* [Exercise text]
------------------------------------------------
“These international, Western brands have a lot of responsibility for these fire issues,” labor leader Kalpona Akter told the New York Times. “In this factory, there was a pile of fabrics and yarn stored on the ground floor that caught fire. Workers couldn’t evacuate through the stairs. What does this say about compliance?”
Some years ago, two Bangladeshi garment workers and a union organizer from that country visited The Progressive offices here in Madison, Wisconsin, along with labor activist Charles Kernaghan. The workers, whose factories supplied a number of American companies, told of regularly working from 8 in the morning till 10 or 11 at night seven days a week. They also described physical abuse, such as being hit in the leg for standing up from their stools and slapped for talking on the job.
------------------------------------------------
* [Your tasks]
a) Decide whether each statement agrees with the passage on Bangladeshi garment workers. Answer yes or no for each, quoting the words of the passage that settle it.
(i) The fire began in fabrics and yarn kept on the ground floor.
(ii) The visitors came to offices in Chicago.
(iii) The workers said they worked six days a week.
b) In the passage on Bangladeshi garment workers, who came to the offices along with the two workers and the union organizer?
c) Continue the passage on Bangladeshi garment workers from its final sentence.
------------------------------------------------
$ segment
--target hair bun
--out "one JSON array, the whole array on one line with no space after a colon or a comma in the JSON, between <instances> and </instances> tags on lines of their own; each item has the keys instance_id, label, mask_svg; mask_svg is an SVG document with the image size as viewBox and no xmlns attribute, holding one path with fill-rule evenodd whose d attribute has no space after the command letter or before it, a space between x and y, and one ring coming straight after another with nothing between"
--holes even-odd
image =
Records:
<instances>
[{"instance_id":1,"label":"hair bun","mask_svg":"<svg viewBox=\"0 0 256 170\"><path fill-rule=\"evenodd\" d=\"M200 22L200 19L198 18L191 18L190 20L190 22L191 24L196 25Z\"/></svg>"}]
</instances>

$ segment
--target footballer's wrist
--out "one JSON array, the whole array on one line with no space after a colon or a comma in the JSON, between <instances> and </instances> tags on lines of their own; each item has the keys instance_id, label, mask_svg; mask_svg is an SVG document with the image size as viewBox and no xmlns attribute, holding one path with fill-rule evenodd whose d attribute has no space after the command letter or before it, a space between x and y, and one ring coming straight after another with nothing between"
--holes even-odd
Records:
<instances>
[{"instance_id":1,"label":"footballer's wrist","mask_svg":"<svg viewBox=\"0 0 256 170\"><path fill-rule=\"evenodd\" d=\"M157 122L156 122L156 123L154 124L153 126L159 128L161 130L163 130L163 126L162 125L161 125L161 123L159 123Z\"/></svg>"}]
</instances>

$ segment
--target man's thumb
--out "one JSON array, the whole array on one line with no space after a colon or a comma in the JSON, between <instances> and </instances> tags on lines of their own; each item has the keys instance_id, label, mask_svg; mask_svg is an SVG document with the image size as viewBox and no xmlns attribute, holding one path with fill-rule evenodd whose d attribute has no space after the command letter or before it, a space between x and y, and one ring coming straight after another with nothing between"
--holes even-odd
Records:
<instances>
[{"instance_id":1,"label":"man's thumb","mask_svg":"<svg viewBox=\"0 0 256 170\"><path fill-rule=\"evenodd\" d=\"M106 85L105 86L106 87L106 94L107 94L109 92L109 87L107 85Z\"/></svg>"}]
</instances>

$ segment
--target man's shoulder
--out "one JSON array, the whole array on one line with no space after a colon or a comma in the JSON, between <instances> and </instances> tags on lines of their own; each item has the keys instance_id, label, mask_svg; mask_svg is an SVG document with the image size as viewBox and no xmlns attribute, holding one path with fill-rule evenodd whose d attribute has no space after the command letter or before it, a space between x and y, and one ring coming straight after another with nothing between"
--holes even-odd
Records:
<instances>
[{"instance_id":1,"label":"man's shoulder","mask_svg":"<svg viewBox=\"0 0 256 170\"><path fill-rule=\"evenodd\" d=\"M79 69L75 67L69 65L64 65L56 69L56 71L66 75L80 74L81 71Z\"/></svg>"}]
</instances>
------------------------------------------------
* [Task-by-task results]
a)
(i) Yes: "there was a pile of fabrics and yarn stored on the ground floor that caught fire"
(ii) No: "The Progressive offices here in Madison, Wisconsin"
(iii) No: "seven days a week"

b) Labor activist Charles Kernaghan.

c)
The fire in Bangladesh is far from an anomaly. More than 500 garment workers have died there in the past six years. Other countries in South Asia have suffered similar calamities in the recent past. In September, a factory fire in Pakistan claimed an astonishing toll of almost 300 workers. It was the same tale of a complete neglect of labor rights.
“Workers were said to be unable to escape because the doors were locked,” The Guardian reported. “Allegedly, there was no emergency exit, with other doors blocked by piles of finished clothes, workers had to smash iron bars on the windows to jump several storeys to escape the flames, and unsafe chemicals in the rickety building made the smoke even more toxic.”